**Work required**
Report how many lines of the following entries include the string "blue"; respond with the number alone.

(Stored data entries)
-------------------------

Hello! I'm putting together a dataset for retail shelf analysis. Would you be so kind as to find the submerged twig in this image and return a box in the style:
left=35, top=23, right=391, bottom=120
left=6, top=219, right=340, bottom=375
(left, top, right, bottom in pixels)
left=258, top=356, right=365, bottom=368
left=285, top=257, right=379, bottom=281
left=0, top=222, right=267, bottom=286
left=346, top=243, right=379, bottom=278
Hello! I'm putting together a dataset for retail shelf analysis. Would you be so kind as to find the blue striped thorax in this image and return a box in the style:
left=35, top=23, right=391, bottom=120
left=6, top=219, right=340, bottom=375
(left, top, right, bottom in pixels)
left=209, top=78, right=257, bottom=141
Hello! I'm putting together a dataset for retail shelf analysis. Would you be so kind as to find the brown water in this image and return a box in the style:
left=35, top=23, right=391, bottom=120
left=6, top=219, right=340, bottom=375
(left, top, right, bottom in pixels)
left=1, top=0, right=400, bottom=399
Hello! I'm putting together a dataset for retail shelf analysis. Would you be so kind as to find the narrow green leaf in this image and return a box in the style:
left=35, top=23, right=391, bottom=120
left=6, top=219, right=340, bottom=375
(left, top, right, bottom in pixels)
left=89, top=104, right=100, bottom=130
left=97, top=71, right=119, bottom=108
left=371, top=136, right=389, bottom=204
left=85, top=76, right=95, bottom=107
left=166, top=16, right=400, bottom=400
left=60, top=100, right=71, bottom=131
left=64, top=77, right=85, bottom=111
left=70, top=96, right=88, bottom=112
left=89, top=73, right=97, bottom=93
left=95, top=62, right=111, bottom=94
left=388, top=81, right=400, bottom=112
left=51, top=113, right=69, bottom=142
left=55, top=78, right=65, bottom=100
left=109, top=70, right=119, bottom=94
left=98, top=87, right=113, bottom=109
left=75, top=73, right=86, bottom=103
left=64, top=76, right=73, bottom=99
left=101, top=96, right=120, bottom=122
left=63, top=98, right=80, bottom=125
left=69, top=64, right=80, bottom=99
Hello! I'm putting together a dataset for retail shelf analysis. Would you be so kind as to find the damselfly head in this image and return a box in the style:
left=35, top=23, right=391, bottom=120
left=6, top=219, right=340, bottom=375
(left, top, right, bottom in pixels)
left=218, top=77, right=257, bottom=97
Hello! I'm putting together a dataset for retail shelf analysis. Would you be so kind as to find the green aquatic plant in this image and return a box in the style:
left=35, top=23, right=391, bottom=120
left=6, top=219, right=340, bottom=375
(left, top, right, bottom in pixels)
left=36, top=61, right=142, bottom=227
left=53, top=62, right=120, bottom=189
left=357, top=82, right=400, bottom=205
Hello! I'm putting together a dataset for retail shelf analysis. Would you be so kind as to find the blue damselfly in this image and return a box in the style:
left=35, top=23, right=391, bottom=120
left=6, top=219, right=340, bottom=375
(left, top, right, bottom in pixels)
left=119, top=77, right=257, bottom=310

-------------------------

**Exercise output**
2